**What you have to do:**
A single number is the answer: the count of lines in the listing below that contain "shrub".

**Dataset records:**
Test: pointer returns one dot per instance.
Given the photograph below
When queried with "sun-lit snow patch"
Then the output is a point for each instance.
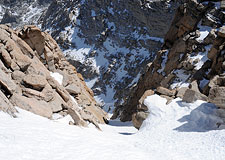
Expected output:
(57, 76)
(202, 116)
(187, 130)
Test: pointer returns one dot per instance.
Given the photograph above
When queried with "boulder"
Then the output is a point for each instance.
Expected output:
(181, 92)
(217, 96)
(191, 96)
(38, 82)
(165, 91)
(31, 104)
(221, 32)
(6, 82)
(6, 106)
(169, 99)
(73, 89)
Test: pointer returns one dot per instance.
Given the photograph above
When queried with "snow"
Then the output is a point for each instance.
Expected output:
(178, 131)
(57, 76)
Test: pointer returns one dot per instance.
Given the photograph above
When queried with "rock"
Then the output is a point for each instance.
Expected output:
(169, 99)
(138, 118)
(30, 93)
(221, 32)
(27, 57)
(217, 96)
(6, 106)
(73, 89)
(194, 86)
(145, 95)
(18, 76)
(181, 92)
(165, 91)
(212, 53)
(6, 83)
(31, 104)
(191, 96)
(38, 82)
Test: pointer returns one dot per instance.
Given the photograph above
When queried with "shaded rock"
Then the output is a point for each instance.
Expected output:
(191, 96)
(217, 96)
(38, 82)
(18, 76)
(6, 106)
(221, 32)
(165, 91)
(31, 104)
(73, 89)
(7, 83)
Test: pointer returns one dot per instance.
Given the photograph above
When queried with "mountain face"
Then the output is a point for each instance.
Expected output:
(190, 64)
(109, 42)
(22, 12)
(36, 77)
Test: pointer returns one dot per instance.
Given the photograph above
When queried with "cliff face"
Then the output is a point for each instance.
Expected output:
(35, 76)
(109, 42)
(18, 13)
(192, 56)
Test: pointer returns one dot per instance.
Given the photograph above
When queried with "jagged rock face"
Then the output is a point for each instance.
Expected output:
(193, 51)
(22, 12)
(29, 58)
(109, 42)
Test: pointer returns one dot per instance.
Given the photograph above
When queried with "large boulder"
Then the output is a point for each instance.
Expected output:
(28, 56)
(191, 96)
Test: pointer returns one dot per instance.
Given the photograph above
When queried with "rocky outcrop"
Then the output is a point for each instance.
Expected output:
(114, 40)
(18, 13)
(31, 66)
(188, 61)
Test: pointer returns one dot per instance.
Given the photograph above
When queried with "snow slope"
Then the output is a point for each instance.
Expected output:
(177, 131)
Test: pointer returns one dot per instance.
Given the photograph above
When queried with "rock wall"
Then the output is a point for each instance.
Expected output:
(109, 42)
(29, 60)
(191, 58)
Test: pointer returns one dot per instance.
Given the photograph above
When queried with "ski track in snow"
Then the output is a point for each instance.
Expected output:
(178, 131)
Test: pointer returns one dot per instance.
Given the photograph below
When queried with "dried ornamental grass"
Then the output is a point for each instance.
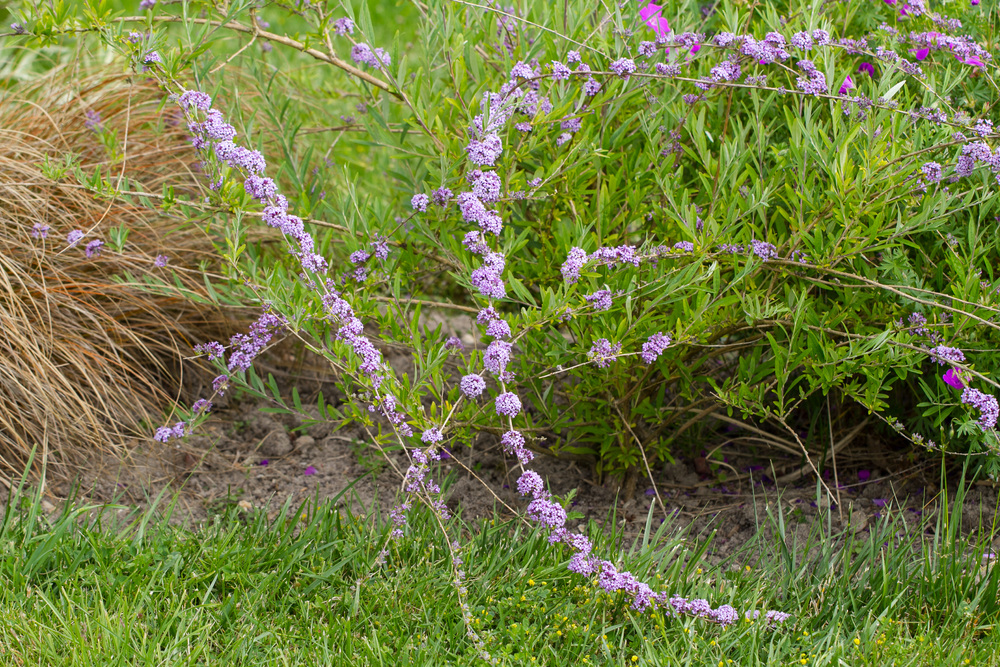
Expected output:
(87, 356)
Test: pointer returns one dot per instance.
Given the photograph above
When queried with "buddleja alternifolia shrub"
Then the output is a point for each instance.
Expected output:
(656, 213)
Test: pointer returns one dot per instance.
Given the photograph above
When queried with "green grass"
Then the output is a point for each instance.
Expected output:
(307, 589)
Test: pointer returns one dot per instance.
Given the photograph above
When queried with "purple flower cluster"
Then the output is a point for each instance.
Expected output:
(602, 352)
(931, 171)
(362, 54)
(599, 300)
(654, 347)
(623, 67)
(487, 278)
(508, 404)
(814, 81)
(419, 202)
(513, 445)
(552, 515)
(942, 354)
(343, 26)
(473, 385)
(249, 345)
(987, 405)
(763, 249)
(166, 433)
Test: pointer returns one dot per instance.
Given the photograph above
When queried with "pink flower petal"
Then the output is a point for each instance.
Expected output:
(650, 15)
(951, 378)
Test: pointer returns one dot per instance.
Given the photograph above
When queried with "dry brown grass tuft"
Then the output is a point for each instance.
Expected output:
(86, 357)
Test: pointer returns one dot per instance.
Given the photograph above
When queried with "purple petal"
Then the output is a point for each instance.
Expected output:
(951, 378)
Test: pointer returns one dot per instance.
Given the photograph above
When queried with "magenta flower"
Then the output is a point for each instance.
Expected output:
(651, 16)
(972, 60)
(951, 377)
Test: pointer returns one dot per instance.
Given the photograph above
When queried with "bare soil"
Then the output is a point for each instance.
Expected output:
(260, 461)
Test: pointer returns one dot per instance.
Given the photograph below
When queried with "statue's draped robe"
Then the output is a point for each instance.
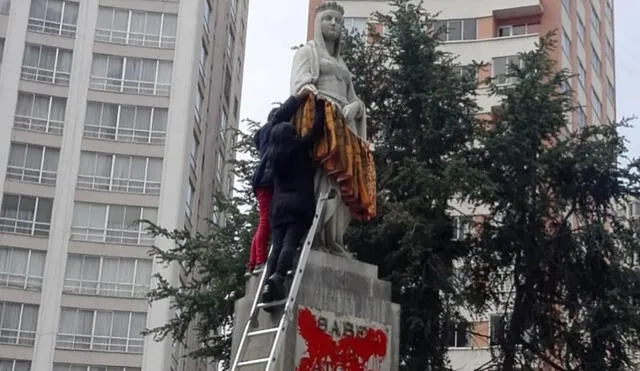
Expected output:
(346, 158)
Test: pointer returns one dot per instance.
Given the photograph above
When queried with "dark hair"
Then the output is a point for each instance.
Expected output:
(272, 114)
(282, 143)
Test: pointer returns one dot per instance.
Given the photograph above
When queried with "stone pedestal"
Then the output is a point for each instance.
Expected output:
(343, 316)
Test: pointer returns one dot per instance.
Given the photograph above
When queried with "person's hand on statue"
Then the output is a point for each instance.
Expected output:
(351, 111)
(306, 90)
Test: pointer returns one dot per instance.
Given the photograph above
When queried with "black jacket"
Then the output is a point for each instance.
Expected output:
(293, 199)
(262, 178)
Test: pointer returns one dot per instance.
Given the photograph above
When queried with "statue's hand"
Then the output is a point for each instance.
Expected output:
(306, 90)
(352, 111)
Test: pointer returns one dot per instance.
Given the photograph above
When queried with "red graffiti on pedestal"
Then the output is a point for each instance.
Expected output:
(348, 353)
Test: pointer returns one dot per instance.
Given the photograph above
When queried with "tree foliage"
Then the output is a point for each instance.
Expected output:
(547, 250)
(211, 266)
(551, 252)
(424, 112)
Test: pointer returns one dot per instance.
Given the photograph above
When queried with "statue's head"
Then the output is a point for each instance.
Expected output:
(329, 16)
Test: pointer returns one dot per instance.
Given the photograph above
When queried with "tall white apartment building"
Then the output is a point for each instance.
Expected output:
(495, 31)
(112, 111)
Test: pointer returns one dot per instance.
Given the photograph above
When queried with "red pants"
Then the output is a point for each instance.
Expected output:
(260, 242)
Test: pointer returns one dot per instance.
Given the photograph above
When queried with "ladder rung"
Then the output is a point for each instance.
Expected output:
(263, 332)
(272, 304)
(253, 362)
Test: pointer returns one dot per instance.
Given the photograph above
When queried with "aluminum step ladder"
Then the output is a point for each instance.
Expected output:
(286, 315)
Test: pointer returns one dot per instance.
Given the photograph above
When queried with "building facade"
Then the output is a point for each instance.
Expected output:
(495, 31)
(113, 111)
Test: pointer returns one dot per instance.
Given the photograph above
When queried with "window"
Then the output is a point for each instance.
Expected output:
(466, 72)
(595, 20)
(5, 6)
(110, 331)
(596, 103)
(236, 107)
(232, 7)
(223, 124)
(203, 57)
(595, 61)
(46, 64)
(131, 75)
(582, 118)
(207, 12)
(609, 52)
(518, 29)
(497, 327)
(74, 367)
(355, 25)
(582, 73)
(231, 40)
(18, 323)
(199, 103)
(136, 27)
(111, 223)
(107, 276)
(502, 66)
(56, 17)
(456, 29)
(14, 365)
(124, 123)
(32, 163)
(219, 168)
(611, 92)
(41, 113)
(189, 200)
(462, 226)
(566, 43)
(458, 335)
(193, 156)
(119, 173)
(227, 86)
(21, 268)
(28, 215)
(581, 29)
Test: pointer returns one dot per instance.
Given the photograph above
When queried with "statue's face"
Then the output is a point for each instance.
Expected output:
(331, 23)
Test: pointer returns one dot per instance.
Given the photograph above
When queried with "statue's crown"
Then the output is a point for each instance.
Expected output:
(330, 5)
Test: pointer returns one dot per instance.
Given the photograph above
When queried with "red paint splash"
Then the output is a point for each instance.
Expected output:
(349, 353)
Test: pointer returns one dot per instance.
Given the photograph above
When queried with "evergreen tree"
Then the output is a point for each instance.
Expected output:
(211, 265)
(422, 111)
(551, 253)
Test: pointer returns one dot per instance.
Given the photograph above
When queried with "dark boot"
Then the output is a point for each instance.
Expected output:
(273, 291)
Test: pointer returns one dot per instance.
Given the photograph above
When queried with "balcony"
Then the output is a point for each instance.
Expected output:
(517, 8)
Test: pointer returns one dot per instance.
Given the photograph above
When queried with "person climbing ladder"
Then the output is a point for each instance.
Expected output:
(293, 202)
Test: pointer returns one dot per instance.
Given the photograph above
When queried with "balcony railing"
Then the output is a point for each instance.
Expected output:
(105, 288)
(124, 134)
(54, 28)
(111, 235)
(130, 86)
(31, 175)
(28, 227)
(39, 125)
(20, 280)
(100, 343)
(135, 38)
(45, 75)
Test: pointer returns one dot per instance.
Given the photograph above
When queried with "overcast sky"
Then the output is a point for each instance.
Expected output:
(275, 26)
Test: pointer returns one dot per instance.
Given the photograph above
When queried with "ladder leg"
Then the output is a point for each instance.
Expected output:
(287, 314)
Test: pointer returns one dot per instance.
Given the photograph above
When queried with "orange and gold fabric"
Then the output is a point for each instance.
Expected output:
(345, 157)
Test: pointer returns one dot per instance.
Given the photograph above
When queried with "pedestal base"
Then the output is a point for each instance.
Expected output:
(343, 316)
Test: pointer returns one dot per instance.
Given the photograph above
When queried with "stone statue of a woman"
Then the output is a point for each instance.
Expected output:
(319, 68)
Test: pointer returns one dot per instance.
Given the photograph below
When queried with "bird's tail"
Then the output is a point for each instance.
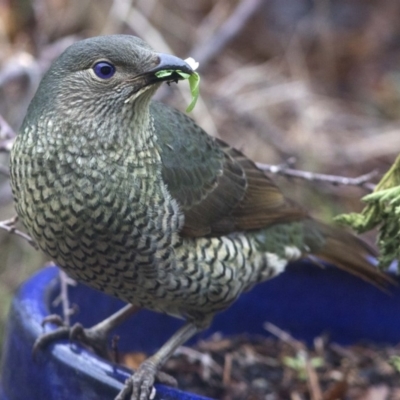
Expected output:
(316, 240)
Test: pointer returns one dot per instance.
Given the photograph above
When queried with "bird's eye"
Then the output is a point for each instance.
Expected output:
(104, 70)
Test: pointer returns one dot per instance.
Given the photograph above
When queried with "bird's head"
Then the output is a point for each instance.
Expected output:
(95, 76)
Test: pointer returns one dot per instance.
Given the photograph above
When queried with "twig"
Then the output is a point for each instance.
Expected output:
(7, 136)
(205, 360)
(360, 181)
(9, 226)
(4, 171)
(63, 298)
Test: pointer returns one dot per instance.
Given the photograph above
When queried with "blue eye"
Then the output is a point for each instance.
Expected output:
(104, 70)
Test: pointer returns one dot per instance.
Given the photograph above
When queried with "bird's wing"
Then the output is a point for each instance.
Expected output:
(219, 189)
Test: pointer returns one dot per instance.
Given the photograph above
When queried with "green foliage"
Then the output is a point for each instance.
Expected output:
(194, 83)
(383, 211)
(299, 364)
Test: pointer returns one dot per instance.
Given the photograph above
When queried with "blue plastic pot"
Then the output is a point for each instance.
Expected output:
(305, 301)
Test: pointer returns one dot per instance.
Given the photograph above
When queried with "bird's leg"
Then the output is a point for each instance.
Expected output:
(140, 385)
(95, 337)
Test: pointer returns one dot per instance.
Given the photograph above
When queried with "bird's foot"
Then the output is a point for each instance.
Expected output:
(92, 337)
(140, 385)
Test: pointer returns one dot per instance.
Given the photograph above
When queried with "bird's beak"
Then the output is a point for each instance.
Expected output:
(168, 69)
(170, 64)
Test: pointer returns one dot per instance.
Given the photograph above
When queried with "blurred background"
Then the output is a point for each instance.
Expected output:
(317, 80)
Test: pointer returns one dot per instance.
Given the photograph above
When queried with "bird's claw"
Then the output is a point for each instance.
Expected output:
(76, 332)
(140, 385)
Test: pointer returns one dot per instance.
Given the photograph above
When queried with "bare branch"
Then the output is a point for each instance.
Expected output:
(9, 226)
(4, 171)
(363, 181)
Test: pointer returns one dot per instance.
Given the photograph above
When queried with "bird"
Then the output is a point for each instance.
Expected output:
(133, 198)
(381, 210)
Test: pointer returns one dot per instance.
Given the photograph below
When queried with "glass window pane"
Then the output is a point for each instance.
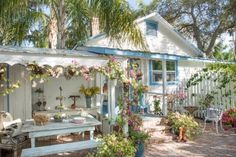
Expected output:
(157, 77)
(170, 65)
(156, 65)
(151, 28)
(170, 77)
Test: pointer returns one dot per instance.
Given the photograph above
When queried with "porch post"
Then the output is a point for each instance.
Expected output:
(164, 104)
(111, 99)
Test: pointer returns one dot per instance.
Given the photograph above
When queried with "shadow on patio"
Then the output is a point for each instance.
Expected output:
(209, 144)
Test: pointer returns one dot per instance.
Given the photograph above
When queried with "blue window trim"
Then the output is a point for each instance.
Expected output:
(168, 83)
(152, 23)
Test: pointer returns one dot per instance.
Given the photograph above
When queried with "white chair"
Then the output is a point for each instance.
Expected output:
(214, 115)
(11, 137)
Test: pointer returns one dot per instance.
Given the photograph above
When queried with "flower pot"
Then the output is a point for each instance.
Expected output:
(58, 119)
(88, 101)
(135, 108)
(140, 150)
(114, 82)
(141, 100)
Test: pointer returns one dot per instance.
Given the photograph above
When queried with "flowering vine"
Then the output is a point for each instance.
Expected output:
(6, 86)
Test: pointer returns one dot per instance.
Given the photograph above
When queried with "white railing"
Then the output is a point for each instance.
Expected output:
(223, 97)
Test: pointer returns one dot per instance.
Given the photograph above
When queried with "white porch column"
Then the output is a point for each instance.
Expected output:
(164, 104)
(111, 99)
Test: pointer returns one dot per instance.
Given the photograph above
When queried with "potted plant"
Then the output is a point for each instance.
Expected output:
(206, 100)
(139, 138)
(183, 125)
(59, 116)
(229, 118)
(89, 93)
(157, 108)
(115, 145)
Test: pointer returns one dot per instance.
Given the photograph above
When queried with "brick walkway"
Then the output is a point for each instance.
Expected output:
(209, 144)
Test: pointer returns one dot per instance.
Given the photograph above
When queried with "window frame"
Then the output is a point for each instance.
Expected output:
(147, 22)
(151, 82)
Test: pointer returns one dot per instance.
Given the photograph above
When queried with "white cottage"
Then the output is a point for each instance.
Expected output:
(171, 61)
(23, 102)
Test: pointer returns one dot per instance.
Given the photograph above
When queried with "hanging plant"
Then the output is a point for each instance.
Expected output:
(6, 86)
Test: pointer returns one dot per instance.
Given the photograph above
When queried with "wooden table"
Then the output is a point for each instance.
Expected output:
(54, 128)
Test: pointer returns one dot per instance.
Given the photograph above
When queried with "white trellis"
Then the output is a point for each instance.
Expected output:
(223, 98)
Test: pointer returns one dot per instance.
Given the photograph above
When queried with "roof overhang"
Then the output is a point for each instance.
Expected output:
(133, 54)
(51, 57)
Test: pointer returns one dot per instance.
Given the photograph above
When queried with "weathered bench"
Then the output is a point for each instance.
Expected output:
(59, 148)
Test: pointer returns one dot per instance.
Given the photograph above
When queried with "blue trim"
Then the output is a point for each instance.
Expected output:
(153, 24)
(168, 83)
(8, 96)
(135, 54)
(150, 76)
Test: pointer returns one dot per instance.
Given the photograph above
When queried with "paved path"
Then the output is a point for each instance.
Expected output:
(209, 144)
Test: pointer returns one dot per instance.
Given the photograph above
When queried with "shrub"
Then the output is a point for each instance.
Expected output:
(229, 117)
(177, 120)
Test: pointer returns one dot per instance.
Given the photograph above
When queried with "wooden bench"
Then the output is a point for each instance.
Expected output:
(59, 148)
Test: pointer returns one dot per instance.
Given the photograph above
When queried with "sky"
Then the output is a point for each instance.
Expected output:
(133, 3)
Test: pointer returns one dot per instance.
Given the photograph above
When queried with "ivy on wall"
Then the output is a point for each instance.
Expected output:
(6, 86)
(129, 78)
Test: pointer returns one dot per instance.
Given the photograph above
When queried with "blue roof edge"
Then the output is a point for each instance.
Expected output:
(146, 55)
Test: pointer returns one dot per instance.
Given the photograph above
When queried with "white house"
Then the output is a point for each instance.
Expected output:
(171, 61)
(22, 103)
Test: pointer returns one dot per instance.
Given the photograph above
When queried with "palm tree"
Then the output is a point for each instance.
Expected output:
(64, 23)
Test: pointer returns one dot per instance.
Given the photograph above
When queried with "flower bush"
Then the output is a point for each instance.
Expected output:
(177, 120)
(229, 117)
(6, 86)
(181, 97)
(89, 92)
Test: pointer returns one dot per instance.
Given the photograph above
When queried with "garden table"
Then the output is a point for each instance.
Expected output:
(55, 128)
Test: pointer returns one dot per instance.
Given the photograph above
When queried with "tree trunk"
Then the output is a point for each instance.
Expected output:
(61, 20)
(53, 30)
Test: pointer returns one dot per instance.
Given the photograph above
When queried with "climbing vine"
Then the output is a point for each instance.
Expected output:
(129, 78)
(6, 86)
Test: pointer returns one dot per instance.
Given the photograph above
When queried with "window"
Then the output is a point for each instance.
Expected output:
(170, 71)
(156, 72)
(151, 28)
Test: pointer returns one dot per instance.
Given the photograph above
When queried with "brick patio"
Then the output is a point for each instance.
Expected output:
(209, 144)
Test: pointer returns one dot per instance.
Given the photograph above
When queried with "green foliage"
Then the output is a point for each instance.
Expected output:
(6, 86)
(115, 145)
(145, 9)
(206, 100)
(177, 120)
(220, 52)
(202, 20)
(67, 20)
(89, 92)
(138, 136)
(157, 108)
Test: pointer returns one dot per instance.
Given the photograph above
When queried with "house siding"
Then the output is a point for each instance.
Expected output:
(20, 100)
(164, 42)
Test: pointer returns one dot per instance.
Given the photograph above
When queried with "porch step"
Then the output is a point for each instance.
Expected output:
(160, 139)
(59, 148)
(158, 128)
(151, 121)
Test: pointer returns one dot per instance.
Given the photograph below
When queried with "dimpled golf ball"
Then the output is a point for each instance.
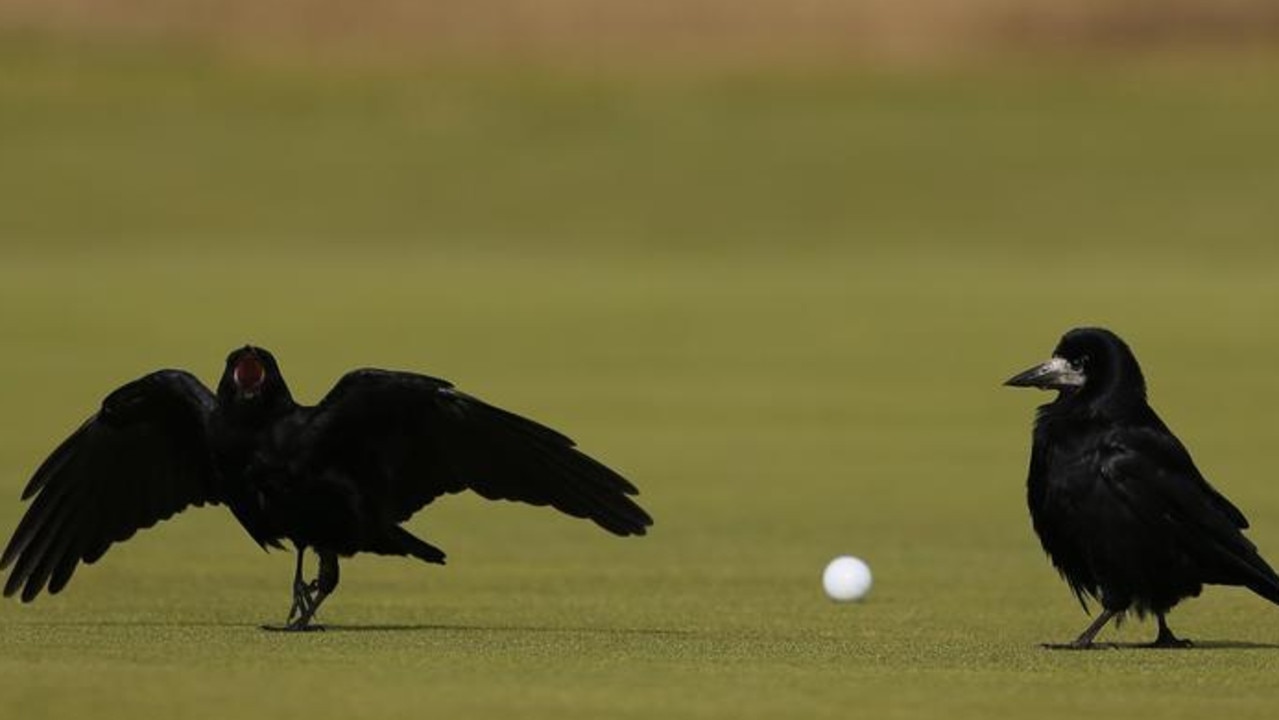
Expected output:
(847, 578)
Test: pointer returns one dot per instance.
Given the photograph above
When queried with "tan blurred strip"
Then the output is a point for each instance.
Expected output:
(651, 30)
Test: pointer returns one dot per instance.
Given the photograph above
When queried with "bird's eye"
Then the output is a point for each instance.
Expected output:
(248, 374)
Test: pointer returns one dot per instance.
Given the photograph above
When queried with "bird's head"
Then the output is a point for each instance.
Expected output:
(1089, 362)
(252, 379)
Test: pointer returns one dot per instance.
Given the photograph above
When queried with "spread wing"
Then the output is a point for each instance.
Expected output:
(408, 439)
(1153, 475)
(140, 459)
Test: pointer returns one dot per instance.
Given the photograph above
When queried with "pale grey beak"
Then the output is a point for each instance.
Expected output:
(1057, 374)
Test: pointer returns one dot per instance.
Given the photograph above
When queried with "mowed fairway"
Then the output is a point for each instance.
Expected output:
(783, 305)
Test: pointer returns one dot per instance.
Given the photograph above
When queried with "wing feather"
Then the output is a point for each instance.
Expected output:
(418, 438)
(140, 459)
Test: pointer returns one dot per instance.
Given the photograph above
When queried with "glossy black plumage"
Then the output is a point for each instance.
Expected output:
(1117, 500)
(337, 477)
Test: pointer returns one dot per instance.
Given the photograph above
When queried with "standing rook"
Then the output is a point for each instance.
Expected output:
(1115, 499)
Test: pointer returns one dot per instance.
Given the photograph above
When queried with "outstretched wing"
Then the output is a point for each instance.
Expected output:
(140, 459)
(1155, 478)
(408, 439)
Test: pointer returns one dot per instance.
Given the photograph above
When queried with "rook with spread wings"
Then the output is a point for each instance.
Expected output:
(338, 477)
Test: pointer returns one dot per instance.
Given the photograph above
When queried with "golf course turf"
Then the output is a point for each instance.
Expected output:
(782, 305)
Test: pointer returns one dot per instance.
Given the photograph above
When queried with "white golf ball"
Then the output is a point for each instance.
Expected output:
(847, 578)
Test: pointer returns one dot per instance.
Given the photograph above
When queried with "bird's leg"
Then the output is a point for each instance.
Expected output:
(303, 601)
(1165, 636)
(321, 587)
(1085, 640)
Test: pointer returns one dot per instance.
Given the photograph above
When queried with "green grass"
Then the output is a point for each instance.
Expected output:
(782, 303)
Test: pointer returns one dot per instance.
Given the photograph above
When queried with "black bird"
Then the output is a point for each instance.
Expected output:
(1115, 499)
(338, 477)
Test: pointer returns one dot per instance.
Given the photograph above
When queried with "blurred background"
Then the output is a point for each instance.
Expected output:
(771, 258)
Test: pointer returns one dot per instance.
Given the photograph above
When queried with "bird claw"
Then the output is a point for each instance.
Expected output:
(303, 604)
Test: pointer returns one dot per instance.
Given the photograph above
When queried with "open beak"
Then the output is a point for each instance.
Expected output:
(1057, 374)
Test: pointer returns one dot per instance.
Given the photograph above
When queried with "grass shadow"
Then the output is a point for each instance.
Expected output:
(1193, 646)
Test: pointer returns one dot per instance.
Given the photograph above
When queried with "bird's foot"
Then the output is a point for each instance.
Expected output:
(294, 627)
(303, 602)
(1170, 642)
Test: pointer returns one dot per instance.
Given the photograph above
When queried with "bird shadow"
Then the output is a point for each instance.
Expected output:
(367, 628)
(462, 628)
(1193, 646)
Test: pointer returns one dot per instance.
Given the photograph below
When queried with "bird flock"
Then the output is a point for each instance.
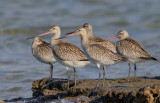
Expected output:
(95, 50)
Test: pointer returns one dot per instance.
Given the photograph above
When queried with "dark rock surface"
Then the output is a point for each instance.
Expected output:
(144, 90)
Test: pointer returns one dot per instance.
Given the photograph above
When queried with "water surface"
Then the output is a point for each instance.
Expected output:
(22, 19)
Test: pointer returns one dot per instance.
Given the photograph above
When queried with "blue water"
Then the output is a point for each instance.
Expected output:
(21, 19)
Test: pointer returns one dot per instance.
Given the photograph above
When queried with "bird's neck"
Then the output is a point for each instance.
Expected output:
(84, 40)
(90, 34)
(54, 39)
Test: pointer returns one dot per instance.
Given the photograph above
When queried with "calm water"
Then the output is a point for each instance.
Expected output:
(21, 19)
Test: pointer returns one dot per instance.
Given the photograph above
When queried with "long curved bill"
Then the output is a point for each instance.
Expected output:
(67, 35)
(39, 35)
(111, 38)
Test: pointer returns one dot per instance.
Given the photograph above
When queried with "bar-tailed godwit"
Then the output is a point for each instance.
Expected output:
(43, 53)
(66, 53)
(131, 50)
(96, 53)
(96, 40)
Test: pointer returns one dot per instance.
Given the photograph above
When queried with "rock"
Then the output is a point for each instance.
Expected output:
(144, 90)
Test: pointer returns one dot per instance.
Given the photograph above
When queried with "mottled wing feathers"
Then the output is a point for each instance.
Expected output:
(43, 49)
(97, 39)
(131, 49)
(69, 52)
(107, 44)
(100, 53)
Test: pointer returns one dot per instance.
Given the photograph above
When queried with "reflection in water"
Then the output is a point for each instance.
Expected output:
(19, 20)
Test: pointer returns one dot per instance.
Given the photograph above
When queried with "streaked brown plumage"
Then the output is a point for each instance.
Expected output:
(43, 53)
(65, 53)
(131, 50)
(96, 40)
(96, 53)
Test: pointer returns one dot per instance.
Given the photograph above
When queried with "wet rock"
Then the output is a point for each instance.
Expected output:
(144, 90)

**Solution to this problem:**
2